ACTIVITY: Continue the news report about cangrelor, the experimental drug for heart patients who must stop blood thinners before surgery, starting after its last sentence.

TEXT EXCERPT:
◇ ◇ ◇

New drug could help reduce heart attack risk for cardiac patients awaiting surgery
January 19, 2012
JACKSONVILLE, Fla. — Heart patients who have stents that prop open blocked arteries often face a dilemma when they need open heart surgery: Continue taking life-saving blood thinners but risk severe bleeding during surgery, or stop taking the medicines and risk a heart attack.
Now, researchers from the University of Florida and elsewhere have identified a new drug that can serve as a “bridge” during that time when patients have to stop taking blood thinners, minimizing both the risk of a heart attack and the risk of excessive bleeding during surgery. The findings appeared Wednesday in the Journal of the American Medical Association.
“This could be a way to satisfy an unmet need and solve a huge clinical problem for millions of patients,” said the study’s lead author, Dr. Dominick Angiolillo, an associate professor of medicine and medical director of the UF Cardiovascular Research Program at the UF College of Medicine-Jacksonville.
Patients who have stents — small mesh tubes that help open up the arteries — must take aspirin or other blood-thinning medication for at least one year after implantation of the devices. But a problem arises if a patient requires open heart surgery during that year.
The patient must stop taking blood thinners five to seven days before surgery to avoid severe bleeding during surgery. But stopping the medication increases heart attack risk. The need for a short-term “bridge” between traditional medication and heart surgery came to national attention when former President Bill Clinton had a mild heart attack in 2004 and needed bypass surgery. Clinton had to wait six days for surgery because he had been taking aspirin and clopidogrel, commercially sold as Plavix.
Angiolillo and colleagues conducted a two-year international clinical trial to determine whether an experimental intravenous blood-thinning drug called cangrelor can keep patients in good health during the presurgery period in which they stop taking traditional oral medication. The trial was funded by The Medicines Company, which manufactures cangrelor.

◇ ◇ ◇

MATERIAL PROVIDED:
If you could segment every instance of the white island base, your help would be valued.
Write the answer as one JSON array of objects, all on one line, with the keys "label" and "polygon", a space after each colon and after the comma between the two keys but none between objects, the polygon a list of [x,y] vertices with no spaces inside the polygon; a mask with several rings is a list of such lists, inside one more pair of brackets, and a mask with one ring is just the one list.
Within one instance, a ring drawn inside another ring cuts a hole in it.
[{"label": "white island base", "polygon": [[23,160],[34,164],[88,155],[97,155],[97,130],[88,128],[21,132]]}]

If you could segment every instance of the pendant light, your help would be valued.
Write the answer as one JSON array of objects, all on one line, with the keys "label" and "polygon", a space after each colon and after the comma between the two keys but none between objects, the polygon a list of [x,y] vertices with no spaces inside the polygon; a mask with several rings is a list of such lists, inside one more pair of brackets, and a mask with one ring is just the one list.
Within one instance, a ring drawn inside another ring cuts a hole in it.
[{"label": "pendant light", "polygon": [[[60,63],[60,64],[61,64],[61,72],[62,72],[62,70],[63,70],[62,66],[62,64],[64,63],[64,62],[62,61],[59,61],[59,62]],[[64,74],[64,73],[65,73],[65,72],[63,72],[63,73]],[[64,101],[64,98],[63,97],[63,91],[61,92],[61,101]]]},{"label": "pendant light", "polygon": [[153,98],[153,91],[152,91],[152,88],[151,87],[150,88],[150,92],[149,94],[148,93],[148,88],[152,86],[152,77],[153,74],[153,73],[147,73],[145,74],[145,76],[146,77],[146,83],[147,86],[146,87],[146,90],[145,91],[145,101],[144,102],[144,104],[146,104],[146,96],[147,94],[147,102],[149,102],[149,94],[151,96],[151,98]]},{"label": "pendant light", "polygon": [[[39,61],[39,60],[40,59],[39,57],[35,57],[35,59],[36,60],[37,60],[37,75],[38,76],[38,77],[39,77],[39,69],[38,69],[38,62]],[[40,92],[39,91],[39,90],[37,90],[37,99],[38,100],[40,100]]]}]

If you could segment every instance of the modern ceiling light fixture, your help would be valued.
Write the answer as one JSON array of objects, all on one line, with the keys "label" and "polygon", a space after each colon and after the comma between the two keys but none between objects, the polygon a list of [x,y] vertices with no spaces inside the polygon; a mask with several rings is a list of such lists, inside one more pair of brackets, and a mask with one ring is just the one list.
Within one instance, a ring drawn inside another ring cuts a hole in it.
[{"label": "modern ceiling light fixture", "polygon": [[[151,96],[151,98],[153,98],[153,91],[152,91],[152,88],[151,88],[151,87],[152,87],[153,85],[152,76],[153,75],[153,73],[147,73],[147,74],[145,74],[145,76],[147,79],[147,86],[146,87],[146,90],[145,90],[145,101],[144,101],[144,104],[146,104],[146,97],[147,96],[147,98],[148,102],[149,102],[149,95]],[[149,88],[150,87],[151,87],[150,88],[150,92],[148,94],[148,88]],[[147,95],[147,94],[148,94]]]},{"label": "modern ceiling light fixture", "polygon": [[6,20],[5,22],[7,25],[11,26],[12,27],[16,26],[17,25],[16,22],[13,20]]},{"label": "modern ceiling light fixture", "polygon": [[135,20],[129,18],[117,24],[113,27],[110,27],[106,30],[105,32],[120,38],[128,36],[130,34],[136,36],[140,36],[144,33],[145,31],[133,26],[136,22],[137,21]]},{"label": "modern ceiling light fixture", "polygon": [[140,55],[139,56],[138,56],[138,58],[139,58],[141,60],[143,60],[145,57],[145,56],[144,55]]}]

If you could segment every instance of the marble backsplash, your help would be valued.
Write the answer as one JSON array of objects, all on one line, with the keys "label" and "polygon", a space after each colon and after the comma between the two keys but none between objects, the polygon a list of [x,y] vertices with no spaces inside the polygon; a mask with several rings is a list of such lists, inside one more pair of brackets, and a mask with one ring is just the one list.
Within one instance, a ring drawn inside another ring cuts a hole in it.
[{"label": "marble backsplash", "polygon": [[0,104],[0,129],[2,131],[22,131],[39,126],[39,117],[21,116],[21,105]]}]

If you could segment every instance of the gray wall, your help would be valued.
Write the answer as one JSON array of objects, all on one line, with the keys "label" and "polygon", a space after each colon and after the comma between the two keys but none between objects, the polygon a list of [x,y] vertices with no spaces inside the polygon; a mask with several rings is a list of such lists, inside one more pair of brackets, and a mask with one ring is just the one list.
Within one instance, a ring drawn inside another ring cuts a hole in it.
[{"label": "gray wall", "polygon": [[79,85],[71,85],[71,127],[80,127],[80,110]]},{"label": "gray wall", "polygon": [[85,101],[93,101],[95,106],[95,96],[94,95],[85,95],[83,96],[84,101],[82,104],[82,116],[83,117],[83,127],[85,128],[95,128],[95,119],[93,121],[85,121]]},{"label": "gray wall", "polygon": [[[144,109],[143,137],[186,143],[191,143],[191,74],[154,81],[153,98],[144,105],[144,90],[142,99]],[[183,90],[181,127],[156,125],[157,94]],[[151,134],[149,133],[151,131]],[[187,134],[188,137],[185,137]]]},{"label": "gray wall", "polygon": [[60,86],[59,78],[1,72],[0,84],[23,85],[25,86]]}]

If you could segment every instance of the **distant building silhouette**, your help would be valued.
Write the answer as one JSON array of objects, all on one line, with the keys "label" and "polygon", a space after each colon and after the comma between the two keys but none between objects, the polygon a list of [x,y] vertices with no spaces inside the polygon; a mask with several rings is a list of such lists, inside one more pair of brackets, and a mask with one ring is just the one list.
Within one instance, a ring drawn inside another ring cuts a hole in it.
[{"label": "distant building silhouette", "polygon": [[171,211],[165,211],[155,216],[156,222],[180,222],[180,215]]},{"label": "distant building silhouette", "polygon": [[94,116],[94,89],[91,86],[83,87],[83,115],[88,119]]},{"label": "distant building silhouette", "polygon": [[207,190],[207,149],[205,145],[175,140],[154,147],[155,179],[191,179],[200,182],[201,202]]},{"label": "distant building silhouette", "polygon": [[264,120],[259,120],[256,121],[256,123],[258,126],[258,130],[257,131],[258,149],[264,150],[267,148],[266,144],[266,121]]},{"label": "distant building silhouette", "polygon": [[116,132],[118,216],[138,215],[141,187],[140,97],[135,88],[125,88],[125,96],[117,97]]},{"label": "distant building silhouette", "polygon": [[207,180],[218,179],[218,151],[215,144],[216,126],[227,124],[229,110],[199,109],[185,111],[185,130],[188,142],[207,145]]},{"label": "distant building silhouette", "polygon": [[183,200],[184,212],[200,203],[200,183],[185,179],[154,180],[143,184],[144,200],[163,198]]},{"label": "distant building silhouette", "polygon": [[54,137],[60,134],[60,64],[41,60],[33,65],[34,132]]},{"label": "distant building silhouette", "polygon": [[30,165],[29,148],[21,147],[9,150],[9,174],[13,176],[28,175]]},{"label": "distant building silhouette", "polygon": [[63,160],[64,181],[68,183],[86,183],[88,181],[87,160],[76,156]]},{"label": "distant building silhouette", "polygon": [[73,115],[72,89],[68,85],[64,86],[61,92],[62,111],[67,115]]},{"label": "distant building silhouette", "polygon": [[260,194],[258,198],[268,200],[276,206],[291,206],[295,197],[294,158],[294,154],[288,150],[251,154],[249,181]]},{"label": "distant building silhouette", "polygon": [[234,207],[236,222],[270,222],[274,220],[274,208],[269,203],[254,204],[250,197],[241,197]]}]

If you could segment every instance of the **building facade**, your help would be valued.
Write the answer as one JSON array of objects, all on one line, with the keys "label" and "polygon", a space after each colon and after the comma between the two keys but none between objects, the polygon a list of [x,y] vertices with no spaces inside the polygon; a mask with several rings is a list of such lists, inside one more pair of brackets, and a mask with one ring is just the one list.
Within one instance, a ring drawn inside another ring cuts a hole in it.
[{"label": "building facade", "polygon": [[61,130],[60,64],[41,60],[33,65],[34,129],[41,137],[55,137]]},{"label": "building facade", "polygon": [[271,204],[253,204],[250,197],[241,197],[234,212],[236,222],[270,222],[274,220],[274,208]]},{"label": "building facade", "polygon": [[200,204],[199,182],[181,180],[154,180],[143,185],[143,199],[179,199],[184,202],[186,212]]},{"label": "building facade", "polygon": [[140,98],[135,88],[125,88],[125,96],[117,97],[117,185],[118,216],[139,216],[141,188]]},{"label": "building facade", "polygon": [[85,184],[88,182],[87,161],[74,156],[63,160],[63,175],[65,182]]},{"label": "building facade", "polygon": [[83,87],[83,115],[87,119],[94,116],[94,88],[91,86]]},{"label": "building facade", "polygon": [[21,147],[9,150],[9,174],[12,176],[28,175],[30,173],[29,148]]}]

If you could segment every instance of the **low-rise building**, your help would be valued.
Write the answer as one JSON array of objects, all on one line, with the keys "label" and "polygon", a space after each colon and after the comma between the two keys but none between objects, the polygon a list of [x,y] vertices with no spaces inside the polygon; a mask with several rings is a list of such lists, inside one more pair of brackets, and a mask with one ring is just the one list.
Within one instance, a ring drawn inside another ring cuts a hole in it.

◇ ◇ ◇

TASK OUTPUT:
The researchers determined the appropriate dosage of the drug then administered it to half of the 210 patients in the study. The other half were given a placebo, which did not contain the drug. Neither patients nor physicians knew to which group a patient was assigned until surgery was needed.
The researchers found that cangrelor can effectively thin the blood to keep heart attack risk low without increasing the risk of major bleeding during surgery. Some cases of minor, non-life threatening bleeding occurred among patients on cangrelor. Because the blood-thinning effects of cangrelor are not as long lasting as for traditional medications such as aspirin and clopidogrel, the risk of heavy bleeding is reduced.
“This is a very important scientific first step that really helps us understand what to do with people who are awaiting surgical procedures and are on medications that raise their bleeding risk,” said Dr. Deepak L. Bhatt, an associate professor of medicine at Harvard Medical School, who is not affiliated with the current study but has also conducted research on cangrelor.
Further studies are needed before cangrelor can be used in widespread clinical practice.